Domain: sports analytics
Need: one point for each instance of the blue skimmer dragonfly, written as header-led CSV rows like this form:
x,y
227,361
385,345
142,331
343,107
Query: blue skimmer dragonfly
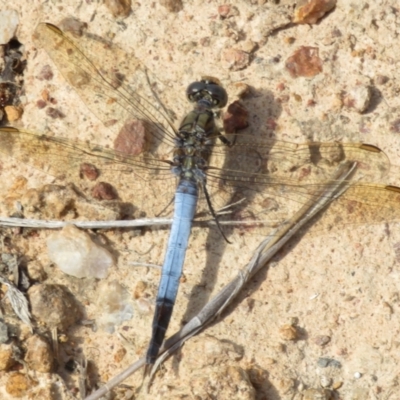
x,y
248,175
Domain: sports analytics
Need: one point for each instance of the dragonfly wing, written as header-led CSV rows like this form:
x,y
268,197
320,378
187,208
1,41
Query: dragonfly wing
x,y
108,81
270,180
143,177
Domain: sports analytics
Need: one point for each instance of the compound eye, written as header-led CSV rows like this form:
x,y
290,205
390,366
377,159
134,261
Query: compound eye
x,y
218,94
194,90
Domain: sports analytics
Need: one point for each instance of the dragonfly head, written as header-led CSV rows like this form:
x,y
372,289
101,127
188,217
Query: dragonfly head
x,y
208,90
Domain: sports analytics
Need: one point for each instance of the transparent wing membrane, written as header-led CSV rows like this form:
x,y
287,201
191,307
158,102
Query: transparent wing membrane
x,y
261,181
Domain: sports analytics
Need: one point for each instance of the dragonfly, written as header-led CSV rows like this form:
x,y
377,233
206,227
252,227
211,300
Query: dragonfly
x,y
243,182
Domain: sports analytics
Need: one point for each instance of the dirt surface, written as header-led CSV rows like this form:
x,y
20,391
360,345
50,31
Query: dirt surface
x,y
322,321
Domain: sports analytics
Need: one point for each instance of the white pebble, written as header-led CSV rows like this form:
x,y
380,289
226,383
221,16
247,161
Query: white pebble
x,y
114,306
9,21
76,254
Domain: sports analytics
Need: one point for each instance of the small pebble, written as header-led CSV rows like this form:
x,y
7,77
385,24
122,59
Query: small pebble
x,y
288,332
131,139
114,306
235,118
119,354
46,73
172,5
39,355
3,332
381,79
119,8
140,287
322,340
6,357
336,385
54,113
316,394
304,62
88,171
9,21
73,25
54,305
235,60
13,113
310,11
104,191
76,254
325,381
324,362
358,98
17,385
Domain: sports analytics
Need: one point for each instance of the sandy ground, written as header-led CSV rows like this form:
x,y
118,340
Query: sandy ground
x,y
337,288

--

• [EXERCISE AIM] Everything in the data except the pictures must appear in your answer unchanged.

• [WRITTEN RESPONSE]
Domain: sports analytics
Need: one point for each instance of the blue skimmer dragonfly, written as header-led CSV rows like this form:
x,y
227,361
385,345
142,331
343,107
Query: blue skimmer dragonfly
x,y
248,175
Domain: sports analytics
Need: one point for each instance of the dragonfly wing, written as header-led CSV rows like this form:
x,y
268,197
320,378
187,208
1,41
Query: dragonfly wing
x,y
108,81
270,180
143,177
Domain: sports analytics
Need: one point for each instance of the compound eye, written as header-led CSV rows like this form:
x,y
290,205
390,366
377,159
134,261
Query: compound eye
x,y
218,94
194,90
Domain: sports analytics
Need: one point for each instance of the dragonfly head, written as header-led CSV rows like this form:
x,y
372,289
101,127
188,217
Query: dragonfly head
x,y
208,90
Domain: sports analytics
Need: one point for each instance of the transparent wing membrane, written as header-led CSV rows like this form:
x,y
287,201
191,307
158,102
Query: transparent wing membrane
x,y
261,181
Domain: sports analytics
Need: one point for each instance of the dragonfly, written as header-led CSV rows like this form:
x,y
377,233
206,227
252,227
211,300
Query: dragonfly
x,y
243,182
Domain: sports analytics
Need: one point for each instance of the dirt surface, written as header-led CSV rows like this form:
x,y
20,391
360,345
50,31
Query: dirt surface
x,y
322,321
Domain: sports analytics
Need: one point for each instance of the white pebble, written as header-led CSV rows like this form:
x,y
380,289
226,383
221,16
247,161
Query: white pebble
x,y
114,306
9,21
76,254
Domain: sports analytics
Need: one point for each instance of the small pebble, written as header-led CSV rows like this form:
x,y
7,77
385,24
122,59
Query: small pebble
x,y
288,332
131,139
114,306
235,118
119,354
46,73
172,5
39,355
3,332
381,79
119,8
140,287
322,340
6,357
336,385
54,113
316,394
304,62
88,171
9,21
73,25
54,305
235,60
13,113
310,11
104,191
76,254
325,381
324,362
358,98
17,385
Domain: sports analytics
Need: one point for each instance of the sandy ground, written as header-led CSV rows like this form:
x,y
118,340
Query: sandy ground
x,y
337,288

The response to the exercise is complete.